▶ **阅读文段**:
*****

题目描述

One day, Ahmed_Hossam went to Hemose and said "Let's solve a gym contest!". Hemose didn't want to do that, as he was playing Valorant, so he came up with a problem and told it to Ahmed to distract him. Sadly, Ahmed can't solve it... Could you help him?

There is an Agent in Valorant, and he has $n$ weapons. The ii -th weapon has a damage value $a_i$

, and the Agent will face an enemy whose health value is $H$ .

The Agent will perform one or more moves until the enemy dies.

In one move, he will choose a weapon and decrease the enemy's health by its damage value. The enemy will die when his health will become less than or equal to $0$ . However, not everything is so easy: the Agent can't choose the same weapon for $2$ times in a row.

What is the minimum number of times that the Agent will need to use the weapons to kill the enemy?

输入格式

Each test contains multiple test cases. The first line contains the number of test cases $t (1\le t\le 10^5)$. Description of the test cases follows.

The first line of each test case contains two integers $n$ and $H (2\le n\le 10^3,1\le H\le 10^9)$ — the number of available weapons and the initial health value of the enemy.

*****

▶ **任务要求 a**: 在下方的记录中，将从包含"Q: For every instance of the man in yellow"的那一行起、到包含"[(659, 810)]"的那一行止的部分逐行照录返回，首尾两行均包括在内。

*****

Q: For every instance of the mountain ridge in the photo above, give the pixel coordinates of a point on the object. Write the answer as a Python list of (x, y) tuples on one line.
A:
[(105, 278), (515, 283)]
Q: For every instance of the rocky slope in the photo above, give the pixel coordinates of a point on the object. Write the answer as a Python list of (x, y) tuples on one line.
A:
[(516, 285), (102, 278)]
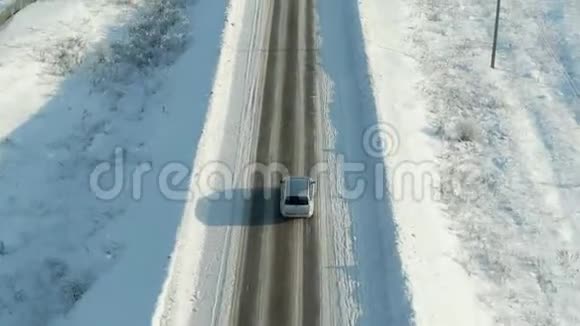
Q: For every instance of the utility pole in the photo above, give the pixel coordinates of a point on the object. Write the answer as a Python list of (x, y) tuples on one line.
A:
[(495, 34)]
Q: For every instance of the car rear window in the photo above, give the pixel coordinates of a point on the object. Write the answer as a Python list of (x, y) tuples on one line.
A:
[(296, 200)]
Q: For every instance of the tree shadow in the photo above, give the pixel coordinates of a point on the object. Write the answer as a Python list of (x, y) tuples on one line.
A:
[(258, 206)]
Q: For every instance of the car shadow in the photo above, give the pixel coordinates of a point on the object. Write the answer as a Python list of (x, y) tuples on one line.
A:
[(257, 206)]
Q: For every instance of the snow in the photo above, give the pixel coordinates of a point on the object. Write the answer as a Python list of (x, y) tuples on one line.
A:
[(498, 243), (99, 88), (485, 234)]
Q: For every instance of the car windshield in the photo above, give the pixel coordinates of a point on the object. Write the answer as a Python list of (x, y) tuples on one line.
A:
[(296, 200)]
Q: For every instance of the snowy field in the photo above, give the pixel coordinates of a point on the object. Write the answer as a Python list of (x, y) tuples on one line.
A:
[(79, 79), (494, 242), (507, 146)]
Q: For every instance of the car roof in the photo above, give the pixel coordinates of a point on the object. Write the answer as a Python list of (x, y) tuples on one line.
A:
[(298, 186)]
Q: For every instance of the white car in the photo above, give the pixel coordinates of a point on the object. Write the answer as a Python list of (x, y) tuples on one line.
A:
[(297, 198)]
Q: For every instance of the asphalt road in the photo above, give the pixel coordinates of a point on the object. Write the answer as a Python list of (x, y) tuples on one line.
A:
[(278, 279)]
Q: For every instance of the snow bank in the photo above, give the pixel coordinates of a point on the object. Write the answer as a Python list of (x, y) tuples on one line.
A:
[(498, 245), (84, 83)]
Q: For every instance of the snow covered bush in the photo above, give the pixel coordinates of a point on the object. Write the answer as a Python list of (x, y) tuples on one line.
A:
[(65, 55), (463, 130), (157, 37)]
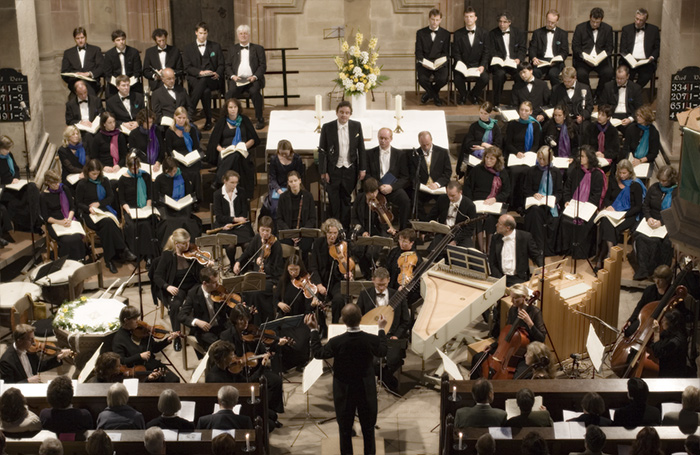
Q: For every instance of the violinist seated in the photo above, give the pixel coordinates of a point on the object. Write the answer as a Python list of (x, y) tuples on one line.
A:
[(529, 322), (224, 418), (481, 415), (368, 216), (295, 294), (451, 209), (402, 261), (23, 360), (135, 344), (201, 312), (263, 254), (241, 336), (380, 295), (325, 269)]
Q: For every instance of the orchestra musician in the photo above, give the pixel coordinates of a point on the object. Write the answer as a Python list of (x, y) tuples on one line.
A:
[(136, 348)]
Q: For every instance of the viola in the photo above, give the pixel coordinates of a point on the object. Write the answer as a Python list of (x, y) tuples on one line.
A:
[(339, 252), (407, 262)]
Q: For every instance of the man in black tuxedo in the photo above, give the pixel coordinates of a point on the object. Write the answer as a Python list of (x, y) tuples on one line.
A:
[(246, 65), (385, 159), (204, 65), (471, 48), (623, 95), (453, 208), (505, 41), (122, 60), (168, 97), (547, 43), (125, 104), (159, 57), (18, 365), (199, 309), (531, 89), (434, 172), (341, 159), (84, 59), (432, 42), (225, 419), (354, 387), (643, 41), (510, 250), (573, 94), (380, 295)]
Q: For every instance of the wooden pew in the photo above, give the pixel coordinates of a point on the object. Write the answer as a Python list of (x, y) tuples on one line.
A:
[(559, 394), (131, 442)]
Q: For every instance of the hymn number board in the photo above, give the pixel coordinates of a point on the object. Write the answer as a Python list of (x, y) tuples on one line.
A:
[(685, 90), (14, 89)]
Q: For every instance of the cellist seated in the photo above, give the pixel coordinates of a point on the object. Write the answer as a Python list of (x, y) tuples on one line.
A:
[(530, 324)]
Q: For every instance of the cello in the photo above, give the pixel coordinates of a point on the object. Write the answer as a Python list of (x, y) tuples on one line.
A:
[(630, 356)]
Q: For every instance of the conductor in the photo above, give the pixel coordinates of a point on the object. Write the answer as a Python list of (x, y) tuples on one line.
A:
[(354, 387)]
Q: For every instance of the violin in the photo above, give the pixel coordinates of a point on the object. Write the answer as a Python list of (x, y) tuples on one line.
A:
[(197, 254), (407, 262), (378, 205), (339, 252)]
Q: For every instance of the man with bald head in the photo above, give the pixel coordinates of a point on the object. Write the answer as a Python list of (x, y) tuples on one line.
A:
[(169, 96), (510, 250), (389, 166)]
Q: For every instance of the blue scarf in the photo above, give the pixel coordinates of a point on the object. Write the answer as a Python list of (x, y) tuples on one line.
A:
[(529, 133), (547, 185), (79, 151), (237, 124), (141, 192), (178, 185), (186, 136), (10, 163), (666, 203), (623, 202), (101, 193), (643, 146)]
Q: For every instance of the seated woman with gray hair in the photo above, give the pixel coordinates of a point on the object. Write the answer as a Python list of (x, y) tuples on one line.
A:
[(118, 415)]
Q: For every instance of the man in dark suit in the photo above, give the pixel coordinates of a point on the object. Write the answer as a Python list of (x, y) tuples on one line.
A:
[(245, 70), (159, 57), (481, 415), (547, 43), (623, 95), (380, 295), (199, 309), (122, 60), (434, 172), (642, 41), (225, 419), (531, 89), (125, 104), (471, 48), (453, 208), (432, 43), (17, 365), (390, 167), (638, 412), (204, 65), (505, 42), (341, 159), (168, 97), (354, 387), (510, 250), (593, 37), (84, 59), (573, 94)]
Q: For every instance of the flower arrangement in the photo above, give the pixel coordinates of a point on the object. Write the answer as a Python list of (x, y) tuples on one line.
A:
[(85, 316), (358, 70)]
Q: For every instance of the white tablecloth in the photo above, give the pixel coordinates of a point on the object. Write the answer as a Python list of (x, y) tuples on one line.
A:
[(298, 128)]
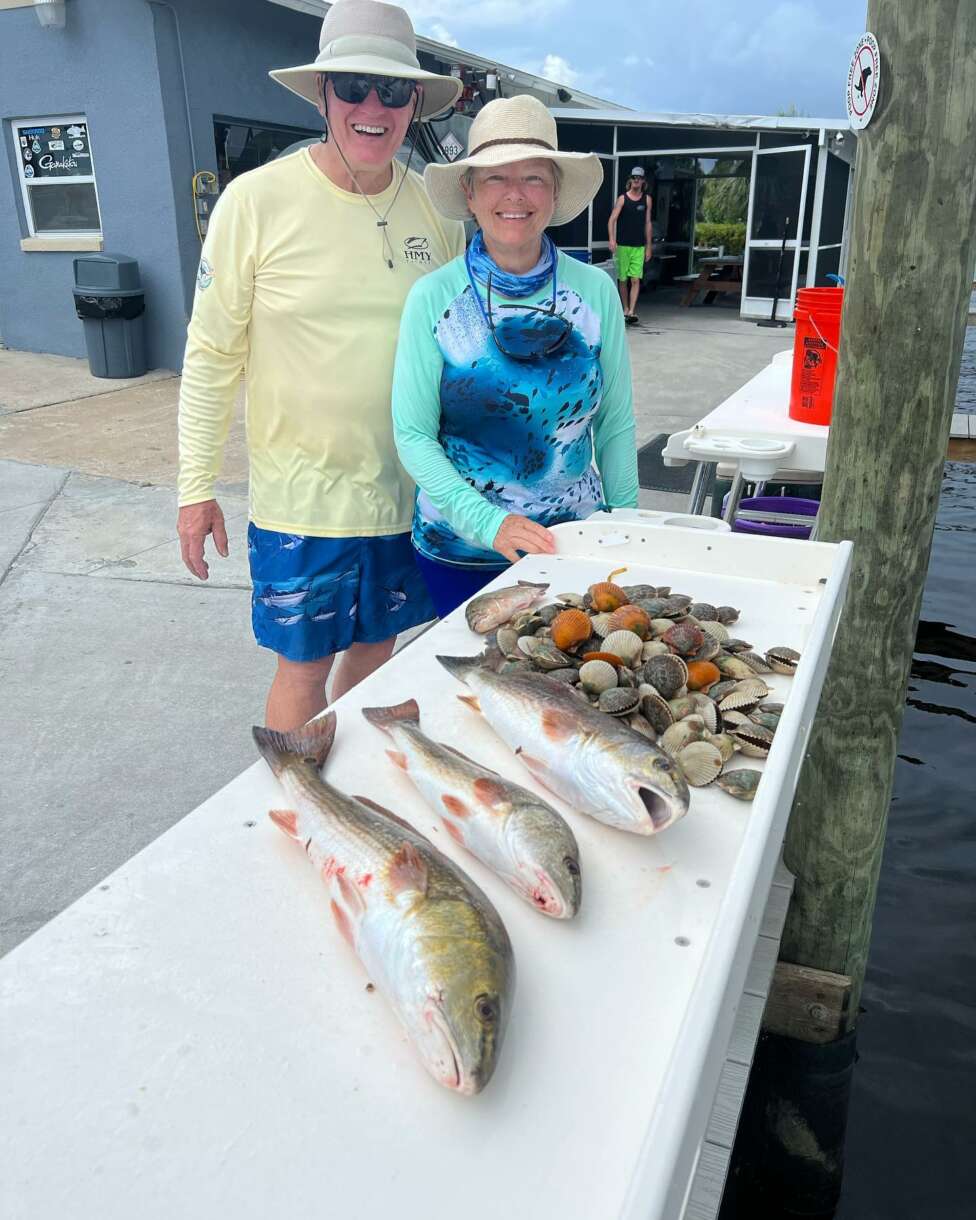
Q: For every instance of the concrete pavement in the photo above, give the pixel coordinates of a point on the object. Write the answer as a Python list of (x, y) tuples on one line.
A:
[(128, 686)]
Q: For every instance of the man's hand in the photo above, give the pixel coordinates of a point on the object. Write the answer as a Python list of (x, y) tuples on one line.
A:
[(519, 533), (195, 521)]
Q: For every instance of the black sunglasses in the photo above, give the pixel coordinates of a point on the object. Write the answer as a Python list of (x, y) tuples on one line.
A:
[(541, 337), (393, 92)]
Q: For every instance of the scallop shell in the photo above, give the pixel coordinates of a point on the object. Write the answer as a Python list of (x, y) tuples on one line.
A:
[(655, 709), (667, 675), (706, 710), (676, 737), (732, 666), (685, 638), (753, 739), (606, 595), (702, 675), (708, 652), (631, 619), (782, 660), (741, 783), (619, 702), (700, 763), (549, 613), (508, 642), (570, 627), (642, 726), (683, 705), (624, 644), (757, 664), (600, 625), (722, 743), (544, 653), (597, 676), (654, 648), (737, 645), (569, 675)]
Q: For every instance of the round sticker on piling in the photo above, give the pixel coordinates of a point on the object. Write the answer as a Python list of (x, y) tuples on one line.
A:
[(863, 82)]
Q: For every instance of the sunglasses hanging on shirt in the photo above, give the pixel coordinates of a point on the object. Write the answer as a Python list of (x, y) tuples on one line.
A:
[(393, 92)]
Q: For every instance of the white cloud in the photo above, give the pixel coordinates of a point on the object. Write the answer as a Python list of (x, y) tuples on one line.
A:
[(441, 34), (483, 14), (554, 67)]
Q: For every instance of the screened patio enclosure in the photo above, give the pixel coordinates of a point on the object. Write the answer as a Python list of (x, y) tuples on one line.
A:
[(724, 186)]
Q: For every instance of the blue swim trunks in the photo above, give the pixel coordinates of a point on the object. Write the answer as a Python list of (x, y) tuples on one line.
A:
[(314, 597)]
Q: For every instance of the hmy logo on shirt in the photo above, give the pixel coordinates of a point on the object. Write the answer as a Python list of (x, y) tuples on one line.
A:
[(417, 249)]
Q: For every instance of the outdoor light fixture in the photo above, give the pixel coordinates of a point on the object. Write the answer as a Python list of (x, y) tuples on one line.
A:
[(50, 14)]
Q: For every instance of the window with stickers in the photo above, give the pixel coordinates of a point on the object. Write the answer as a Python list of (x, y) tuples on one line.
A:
[(57, 176)]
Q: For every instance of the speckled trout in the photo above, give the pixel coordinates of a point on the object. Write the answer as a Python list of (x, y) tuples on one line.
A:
[(508, 827), (430, 940), (489, 610), (599, 766)]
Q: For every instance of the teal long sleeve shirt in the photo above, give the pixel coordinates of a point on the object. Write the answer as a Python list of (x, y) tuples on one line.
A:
[(484, 436)]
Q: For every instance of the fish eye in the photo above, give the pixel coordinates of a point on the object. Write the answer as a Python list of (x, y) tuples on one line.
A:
[(486, 1009)]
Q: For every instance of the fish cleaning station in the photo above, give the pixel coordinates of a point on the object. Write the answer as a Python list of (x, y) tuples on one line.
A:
[(467, 1018)]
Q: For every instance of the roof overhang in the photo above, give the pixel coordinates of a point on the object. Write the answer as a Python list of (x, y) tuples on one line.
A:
[(725, 122), (526, 82)]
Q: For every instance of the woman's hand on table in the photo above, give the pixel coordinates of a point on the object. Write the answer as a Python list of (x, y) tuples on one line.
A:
[(519, 533)]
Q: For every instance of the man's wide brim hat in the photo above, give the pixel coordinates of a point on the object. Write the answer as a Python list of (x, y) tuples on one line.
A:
[(515, 129), (364, 37)]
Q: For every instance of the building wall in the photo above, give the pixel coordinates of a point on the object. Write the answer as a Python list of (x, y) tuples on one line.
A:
[(120, 64), (103, 65)]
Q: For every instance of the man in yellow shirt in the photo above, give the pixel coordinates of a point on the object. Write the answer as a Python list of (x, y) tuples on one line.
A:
[(304, 273)]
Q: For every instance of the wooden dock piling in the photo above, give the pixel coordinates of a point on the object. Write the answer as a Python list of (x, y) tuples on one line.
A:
[(905, 311)]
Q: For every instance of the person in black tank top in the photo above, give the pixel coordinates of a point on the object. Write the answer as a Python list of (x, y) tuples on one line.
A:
[(631, 240)]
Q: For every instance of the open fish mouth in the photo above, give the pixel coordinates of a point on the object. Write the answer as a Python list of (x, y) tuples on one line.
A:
[(659, 810)]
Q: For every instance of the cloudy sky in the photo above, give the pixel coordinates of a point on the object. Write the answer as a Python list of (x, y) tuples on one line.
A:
[(726, 56)]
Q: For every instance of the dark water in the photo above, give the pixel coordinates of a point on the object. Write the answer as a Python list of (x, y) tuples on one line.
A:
[(910, 1151), (911, 1135)]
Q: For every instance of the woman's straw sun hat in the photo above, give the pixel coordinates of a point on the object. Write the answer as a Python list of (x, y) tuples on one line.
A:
[(515, 129), (364, 37)]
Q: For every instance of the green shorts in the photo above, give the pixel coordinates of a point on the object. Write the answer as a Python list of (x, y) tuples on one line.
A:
[(630, 261)]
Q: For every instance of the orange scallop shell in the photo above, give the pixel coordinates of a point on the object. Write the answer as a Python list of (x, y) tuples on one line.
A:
[(630, 619), (610, 658), (570, 627), (702, 675), (606, 595)]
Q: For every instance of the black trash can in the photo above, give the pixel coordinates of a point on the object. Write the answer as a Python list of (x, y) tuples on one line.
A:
[(110, 301)]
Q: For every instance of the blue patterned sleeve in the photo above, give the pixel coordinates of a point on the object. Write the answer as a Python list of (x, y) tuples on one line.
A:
[(416, 426), (614, 430)]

*****

▶ **任务要求 b**: 根据上面关于 Valorant 武器的文段，Agent 能否连续两次选择同一件武器？

▶ **任务结果 a**:
Q: For every instance of the man in yellow shirt in the photo above, give the pixel coordinates of a point on the object. Write the answer as a Python list of (x, y) tuples on one line.
A:
[(304, 273)]
Q: For every instance of the wooden dock piling in the photo above, give the pixel coordinates of a point on the object. Write the answer as a Python list of (x, y) tuples on one line.
A:
[(905, 311)]
Q: For every instance of the person in black tank top in the photo above, give the pixel coordinates of a point on the object. Write the answer as a Python list of (x, y) tuples on one line.
A:
[(631, 240)]
Q: For every instance of the open fish mouth in the photo above, give the pixel coordinates of a point on the object. Write the answer as a Python list of (x, y) tuples on one line.
A:
[(659, 810)]

▶ **任务结果 b**: 不能，Agent 不能连续两次选择同一件武器。